=== TASK INSTRUCTIONS ===
Reproduce the material below with every "instance" changed to "occurrence" and nothing else altered, leaving out the pictures.

Items from a dataset
──────────

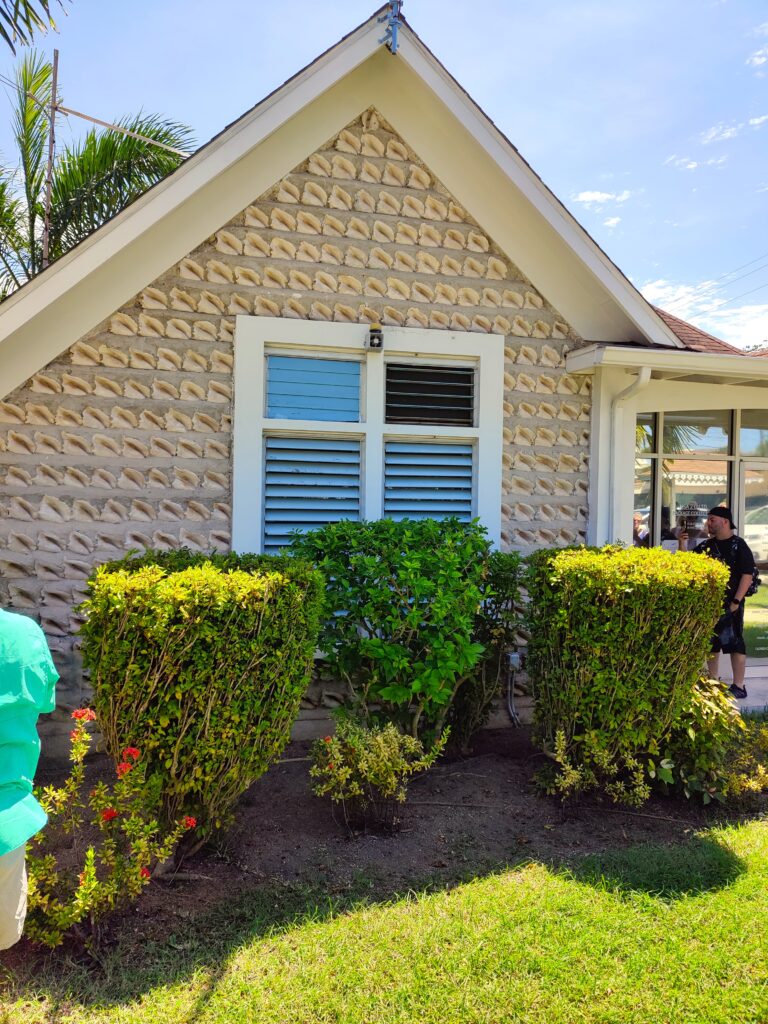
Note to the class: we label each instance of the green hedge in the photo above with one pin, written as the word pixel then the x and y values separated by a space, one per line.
pixel 619 638
pixel 497 626
pixel 401 605
pixel 201 662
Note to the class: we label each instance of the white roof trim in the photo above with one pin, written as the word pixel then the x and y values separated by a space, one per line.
pixel 545 202
pixel 223 151
pixel 254 127
pixel 586 360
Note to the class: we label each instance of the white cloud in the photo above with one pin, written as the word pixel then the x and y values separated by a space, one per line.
pixel 700 304
pixel 598 199
pixel 686 164
pixel 719 133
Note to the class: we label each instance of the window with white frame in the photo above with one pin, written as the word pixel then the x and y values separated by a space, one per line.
pixel 327 429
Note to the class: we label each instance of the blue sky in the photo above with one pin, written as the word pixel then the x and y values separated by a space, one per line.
pixel 649 120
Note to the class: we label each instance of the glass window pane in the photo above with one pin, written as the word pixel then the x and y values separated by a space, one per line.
pixel 689 488
pixel 754 439
pixel 696 433
pixel 755 527
pixel 305 388
pixel 645 432
pixel 642 517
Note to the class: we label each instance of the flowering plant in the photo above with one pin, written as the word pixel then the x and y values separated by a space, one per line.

──────────

=== SOLUTION TO THE EXERCISE ===
Note to the class: we label each occurrence of the green hedge in the photo above with one pin, written as the word pixel then the x and y values separated by a space, one per line.
pixel 619 638
pixel 497 626
pixel 401 605
pixel 201 662
Note to the class: we label each occurrence of the white roof trim in the photo above with one pin, written as the word pixel then the x and y values separated by a space, one per line.
pixel 545 202
pixel 223 151
pixel 254 127
pixel 586 360
Note to the class: we label each occurrence of the white cloud in the photo above with one pin, written as the word pixel then the x and y values separated by a space, one per line.
pixel 700 304
pixel 598 199
pixel 686 164
pixel 719 133
Note to the class: we label each occurrence of the window with white frame in the photo above with one pin, written as the word pixel then the x and y values separated by a space, one per line.
pixel 327 429
Note to the class: we label each occurrence of the blue sky in the photo above with one pin, written as the word pixel then the x and y values separated by a space, one per line.
pixel 649 120
Note to the class: we label each occurrence of the glass window pane in the photo above with one pin, written as the word pixel then the x and y values separated by a space, one per line.
pixel 689 488
pixel 754 439
pixel 696 433
pixel 755 527
pixel 305 388
pixel 645 432
pixel 642 517
Note to the class: we label each occurrence of the flowering plant in the photo above with one pin, written as the word pixel then the x and y values separated by a space, one per line.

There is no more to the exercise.